**Extract:**

start

In looking back at 2017 with only a few bitter cold days left, I have to say, it was a mean year. There was a solid whack of struggle and heartbreak for me personally, and a eye opening amount of upheaval on a national level. I’d say my greatest lesson learned this year is that unaddressed feelings/issues do not go away. Such buried giants reemerge at the least opportune moments, distorted and changed from their time below, and having endured great pressure, deep darkness, and endless neglect, they will be silent no longer. An important thing to remember when you’re stooping to bury some little thing; perhaps a different approach would serve us all better in the future.

end

**Supplied material:**
start

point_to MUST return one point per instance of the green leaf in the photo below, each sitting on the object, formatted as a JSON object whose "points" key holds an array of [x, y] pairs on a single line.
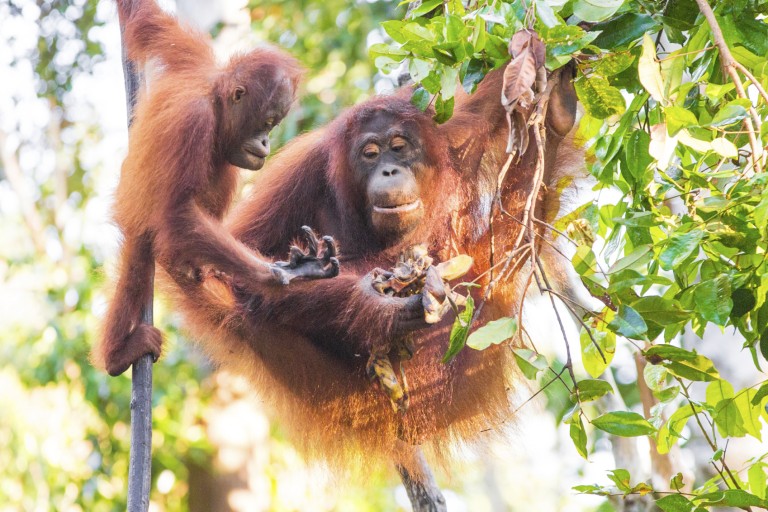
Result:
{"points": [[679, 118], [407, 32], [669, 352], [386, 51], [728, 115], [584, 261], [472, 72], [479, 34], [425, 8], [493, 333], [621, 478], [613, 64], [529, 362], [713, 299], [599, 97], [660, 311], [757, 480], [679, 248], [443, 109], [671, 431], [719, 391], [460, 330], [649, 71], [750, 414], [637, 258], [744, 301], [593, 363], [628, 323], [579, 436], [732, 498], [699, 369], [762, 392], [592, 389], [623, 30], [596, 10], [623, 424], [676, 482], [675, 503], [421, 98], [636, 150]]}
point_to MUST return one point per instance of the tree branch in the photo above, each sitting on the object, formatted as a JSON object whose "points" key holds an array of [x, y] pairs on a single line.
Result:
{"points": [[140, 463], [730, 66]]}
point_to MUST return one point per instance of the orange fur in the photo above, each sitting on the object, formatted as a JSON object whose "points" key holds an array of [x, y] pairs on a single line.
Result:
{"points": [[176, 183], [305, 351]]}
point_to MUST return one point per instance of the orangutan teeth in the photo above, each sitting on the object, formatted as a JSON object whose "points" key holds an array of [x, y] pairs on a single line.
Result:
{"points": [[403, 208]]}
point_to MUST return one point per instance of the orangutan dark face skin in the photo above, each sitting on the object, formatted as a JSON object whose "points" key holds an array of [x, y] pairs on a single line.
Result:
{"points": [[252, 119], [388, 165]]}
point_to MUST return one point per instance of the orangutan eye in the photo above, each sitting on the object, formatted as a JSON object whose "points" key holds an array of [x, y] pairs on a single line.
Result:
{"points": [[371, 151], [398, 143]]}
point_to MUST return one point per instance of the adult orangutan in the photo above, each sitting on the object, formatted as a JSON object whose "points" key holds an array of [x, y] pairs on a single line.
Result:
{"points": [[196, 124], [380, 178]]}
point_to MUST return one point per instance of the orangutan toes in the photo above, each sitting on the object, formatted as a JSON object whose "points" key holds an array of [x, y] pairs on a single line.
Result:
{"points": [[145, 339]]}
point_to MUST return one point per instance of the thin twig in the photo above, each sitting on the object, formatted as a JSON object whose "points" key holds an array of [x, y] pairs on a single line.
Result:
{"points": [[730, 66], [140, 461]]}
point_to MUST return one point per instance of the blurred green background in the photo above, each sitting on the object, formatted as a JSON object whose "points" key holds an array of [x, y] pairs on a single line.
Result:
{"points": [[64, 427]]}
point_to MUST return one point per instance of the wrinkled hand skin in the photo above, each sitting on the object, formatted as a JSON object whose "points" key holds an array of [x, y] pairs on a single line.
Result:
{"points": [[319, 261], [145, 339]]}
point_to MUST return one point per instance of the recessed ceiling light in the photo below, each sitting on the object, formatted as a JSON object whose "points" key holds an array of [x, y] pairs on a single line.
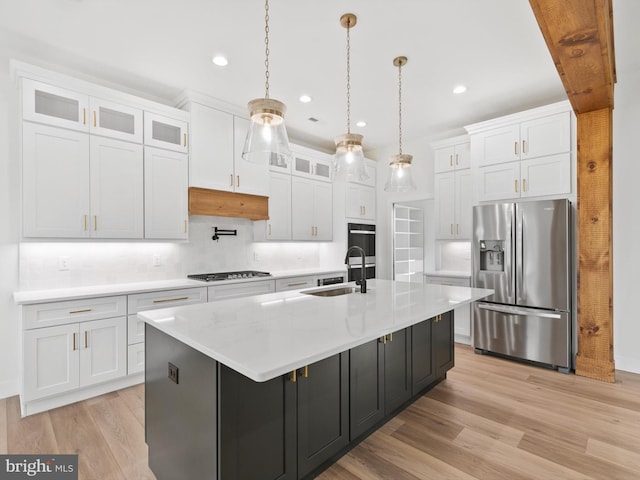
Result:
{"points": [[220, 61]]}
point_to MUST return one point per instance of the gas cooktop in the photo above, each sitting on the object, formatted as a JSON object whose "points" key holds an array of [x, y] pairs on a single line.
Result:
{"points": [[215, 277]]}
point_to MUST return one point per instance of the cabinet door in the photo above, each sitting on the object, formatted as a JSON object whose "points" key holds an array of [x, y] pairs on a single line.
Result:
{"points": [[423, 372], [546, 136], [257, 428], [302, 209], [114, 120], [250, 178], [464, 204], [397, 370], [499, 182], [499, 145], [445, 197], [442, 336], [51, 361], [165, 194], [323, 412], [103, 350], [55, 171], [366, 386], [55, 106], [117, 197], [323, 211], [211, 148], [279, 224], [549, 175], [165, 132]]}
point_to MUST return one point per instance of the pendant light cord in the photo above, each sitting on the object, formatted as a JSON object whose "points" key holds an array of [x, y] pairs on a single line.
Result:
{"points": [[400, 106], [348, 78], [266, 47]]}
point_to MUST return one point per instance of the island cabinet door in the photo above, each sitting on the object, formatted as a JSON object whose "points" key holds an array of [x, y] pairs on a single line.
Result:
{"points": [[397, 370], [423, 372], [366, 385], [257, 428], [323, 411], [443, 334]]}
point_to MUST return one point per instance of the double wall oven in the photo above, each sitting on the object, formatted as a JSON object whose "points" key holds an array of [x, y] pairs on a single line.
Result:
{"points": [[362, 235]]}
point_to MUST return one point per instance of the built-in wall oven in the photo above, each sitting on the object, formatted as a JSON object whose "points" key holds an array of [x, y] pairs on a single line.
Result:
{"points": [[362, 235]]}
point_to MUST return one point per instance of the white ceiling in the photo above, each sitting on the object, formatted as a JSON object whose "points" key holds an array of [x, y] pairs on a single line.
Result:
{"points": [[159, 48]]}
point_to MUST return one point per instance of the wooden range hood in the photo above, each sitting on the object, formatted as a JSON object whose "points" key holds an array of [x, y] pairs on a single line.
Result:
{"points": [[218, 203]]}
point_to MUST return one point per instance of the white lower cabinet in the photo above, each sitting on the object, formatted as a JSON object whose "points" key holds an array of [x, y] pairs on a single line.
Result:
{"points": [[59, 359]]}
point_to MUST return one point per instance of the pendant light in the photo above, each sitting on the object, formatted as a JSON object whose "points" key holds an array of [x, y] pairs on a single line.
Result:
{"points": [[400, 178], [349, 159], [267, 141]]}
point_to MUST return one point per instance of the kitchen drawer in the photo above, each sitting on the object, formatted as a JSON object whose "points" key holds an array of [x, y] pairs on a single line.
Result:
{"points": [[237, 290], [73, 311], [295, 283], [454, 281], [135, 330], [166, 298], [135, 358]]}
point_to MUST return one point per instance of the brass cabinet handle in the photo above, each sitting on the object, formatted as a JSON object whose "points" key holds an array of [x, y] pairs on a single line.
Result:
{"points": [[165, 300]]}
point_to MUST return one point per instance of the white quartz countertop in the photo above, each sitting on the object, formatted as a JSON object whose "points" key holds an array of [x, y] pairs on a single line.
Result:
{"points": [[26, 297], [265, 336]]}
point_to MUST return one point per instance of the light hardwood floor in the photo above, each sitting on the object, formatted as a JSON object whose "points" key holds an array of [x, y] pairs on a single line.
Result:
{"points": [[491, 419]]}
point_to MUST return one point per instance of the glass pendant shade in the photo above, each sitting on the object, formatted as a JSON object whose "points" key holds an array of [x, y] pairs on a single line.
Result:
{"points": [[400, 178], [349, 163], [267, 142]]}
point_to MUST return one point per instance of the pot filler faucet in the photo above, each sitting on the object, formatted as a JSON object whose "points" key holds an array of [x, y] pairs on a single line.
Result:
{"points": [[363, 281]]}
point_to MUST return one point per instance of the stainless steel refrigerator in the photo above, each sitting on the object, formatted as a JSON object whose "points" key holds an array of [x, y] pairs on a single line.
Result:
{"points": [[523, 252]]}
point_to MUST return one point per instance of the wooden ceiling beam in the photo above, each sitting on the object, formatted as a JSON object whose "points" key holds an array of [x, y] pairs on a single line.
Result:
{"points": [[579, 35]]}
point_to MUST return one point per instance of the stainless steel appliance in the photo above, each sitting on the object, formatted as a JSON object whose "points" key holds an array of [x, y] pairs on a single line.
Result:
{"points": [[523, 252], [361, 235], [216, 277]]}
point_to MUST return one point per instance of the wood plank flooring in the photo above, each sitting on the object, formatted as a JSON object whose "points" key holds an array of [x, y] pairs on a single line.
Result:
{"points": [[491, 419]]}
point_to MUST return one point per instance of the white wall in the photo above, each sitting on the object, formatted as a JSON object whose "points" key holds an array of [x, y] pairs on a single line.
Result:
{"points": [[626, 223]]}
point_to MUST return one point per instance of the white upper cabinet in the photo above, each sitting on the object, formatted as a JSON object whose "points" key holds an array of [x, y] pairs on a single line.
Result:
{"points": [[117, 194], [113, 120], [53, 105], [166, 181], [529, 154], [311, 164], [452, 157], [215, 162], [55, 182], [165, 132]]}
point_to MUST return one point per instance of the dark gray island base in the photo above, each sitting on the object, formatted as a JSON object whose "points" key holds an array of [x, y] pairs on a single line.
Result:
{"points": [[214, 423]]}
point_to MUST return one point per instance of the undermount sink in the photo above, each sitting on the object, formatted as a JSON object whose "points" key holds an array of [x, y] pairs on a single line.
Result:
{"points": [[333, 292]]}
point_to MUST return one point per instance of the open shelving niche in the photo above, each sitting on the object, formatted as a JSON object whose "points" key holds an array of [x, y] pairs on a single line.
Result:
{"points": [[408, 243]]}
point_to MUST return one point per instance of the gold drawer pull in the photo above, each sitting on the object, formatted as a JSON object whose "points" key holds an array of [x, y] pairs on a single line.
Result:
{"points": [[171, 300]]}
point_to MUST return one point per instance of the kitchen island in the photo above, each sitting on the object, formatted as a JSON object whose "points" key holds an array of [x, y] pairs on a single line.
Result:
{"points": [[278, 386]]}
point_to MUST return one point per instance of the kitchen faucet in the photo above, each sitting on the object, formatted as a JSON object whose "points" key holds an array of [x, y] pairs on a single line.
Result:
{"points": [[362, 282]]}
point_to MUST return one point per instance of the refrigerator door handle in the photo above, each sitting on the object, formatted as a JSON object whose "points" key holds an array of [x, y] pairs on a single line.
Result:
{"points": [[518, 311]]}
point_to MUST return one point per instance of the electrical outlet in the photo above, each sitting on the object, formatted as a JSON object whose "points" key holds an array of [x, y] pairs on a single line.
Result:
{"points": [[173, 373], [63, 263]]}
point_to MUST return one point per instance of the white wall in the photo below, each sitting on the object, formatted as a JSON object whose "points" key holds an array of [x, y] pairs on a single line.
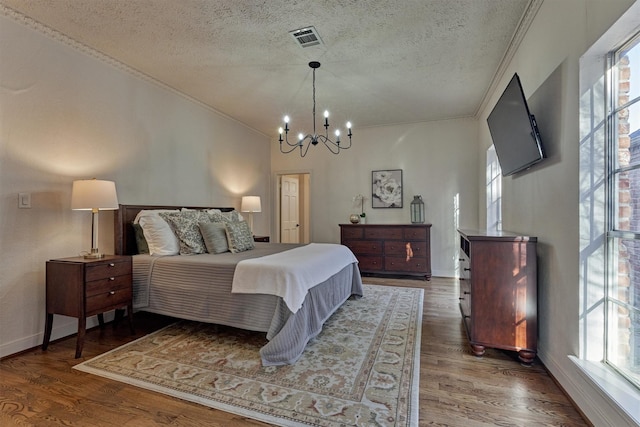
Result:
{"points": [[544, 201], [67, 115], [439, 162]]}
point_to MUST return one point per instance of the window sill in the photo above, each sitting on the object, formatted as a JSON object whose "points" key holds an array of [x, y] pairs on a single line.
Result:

end
start

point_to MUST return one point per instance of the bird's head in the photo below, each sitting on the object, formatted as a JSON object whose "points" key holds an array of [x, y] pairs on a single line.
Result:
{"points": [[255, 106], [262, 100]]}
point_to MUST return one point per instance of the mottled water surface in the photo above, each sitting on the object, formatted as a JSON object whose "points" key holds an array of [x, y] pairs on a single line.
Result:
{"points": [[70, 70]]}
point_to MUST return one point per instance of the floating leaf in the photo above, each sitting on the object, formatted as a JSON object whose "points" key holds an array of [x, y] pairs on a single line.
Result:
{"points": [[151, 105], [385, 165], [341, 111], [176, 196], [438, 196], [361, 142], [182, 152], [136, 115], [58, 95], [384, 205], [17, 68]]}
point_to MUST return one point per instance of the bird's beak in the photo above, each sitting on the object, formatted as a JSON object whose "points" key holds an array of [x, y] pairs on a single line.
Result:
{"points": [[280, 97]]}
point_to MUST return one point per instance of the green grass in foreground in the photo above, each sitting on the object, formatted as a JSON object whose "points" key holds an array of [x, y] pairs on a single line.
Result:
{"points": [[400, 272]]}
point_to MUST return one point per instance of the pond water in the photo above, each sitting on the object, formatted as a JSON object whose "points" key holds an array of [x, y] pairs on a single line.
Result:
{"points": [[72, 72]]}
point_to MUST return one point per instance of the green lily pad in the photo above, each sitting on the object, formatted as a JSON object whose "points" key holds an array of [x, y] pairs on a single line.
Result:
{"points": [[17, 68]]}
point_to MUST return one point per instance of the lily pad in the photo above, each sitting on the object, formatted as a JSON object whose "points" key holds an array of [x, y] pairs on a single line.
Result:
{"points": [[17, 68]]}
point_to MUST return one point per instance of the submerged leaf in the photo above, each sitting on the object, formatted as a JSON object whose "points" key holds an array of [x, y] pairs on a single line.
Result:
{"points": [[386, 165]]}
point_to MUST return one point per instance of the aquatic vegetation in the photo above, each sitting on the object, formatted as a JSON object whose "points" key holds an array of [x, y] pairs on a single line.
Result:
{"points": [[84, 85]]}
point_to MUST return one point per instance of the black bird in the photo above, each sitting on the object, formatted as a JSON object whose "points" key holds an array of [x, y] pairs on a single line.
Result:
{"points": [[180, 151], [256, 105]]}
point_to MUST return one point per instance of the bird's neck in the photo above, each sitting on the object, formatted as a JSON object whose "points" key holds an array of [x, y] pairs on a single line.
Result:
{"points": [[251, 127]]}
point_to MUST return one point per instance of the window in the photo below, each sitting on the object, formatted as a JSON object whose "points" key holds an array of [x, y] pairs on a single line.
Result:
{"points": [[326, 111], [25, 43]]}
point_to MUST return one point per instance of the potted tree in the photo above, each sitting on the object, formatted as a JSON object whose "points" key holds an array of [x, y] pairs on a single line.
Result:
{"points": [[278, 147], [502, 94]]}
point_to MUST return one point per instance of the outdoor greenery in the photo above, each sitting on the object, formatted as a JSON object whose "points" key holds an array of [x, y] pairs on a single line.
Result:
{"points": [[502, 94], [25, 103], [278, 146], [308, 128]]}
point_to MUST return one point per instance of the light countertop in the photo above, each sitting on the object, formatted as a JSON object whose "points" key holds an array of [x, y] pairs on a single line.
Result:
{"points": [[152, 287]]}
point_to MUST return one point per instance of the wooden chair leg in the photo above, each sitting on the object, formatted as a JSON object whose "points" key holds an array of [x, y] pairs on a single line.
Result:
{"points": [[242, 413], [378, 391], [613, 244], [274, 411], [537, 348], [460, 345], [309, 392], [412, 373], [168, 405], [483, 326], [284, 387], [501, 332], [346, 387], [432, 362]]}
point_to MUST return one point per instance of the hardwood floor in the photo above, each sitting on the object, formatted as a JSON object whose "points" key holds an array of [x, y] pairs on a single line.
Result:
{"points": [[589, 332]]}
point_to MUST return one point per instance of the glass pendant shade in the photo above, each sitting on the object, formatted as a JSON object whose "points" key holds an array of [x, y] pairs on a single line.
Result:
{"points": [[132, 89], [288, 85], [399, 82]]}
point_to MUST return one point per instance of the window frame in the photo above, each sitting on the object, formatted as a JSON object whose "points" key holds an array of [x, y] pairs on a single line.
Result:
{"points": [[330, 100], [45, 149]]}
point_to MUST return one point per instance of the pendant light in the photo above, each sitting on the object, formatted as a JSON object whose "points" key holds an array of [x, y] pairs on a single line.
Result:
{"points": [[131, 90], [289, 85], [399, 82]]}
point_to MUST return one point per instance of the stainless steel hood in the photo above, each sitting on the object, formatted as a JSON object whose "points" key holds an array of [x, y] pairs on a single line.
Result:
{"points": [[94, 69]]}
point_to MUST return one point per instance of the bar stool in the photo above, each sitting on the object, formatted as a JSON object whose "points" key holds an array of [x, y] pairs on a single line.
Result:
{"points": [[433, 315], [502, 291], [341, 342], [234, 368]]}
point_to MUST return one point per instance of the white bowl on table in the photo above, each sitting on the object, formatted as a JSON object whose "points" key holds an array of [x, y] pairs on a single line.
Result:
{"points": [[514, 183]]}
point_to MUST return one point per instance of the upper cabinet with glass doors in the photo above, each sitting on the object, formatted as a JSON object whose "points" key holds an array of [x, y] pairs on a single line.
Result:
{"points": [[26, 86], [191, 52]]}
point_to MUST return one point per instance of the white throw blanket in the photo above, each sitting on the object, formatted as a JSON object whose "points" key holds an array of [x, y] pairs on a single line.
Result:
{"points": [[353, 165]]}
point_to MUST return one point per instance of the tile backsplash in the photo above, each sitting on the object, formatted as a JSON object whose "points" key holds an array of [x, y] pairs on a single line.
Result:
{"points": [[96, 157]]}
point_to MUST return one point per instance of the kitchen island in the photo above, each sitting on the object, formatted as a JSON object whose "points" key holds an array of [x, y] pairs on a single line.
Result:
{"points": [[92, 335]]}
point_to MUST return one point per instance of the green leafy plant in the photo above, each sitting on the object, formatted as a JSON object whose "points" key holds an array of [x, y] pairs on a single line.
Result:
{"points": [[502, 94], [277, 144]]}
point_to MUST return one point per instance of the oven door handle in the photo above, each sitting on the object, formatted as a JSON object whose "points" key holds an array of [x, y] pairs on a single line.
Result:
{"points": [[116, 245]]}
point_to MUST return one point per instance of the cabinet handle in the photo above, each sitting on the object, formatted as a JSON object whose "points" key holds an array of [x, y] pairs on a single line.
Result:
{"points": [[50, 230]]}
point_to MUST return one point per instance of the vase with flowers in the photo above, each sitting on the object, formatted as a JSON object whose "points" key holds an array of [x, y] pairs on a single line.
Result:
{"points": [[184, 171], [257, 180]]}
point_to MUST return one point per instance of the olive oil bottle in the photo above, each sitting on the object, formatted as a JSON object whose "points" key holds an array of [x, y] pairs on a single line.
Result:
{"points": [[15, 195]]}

end
start

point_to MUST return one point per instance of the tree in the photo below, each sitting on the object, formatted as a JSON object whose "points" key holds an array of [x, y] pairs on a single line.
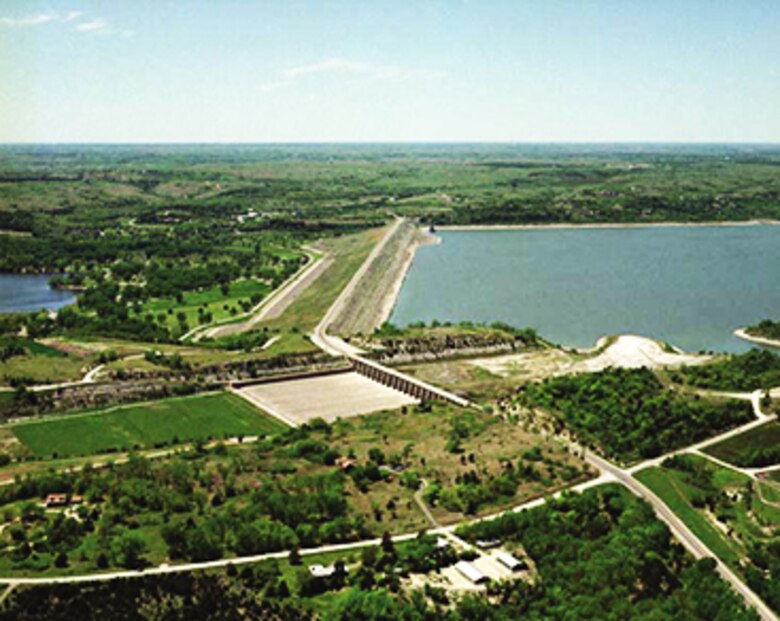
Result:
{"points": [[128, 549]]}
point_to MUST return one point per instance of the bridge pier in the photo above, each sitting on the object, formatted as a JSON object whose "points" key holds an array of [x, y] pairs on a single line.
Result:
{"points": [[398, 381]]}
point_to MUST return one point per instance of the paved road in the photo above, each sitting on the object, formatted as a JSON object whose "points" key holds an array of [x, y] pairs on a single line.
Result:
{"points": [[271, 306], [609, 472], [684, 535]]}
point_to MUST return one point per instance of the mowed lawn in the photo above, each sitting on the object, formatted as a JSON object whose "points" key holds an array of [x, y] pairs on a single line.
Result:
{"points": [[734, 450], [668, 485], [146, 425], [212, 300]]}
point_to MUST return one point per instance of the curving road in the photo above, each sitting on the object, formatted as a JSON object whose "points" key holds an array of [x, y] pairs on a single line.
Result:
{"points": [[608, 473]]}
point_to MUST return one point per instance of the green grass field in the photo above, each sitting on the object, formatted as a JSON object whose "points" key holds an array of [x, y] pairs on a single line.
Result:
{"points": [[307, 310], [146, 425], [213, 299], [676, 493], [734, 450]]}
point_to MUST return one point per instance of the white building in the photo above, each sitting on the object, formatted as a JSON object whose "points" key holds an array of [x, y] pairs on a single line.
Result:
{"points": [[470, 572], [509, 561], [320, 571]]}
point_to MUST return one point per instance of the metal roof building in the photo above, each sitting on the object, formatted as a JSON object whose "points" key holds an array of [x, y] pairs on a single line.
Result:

end

**Given instruction A:**
Answer these from the year-end reflection above, one answer per line, marked the same way:
(i) What year is the writer looking back on?
(ii) What does the writer name as the greatest lesson learned this year?
(iii) At what moments do the buried giants reemerge?
**Given instruction B:** In one to three sentences, explain why the year-end reflection suggests a different approach when you are stooping to bury some little thing.

**Complete response A:**
(i) 2017.
(ii) That unaddressed feelings/issues do not go away.
(iii) At the least opportune moments.

**Complete response B:** Buried feelings and issues do not go away. They reemerge at the least opportune moments, distorted and changed by the pressure, darkness and neglect they endured below, and they will be silent no longer.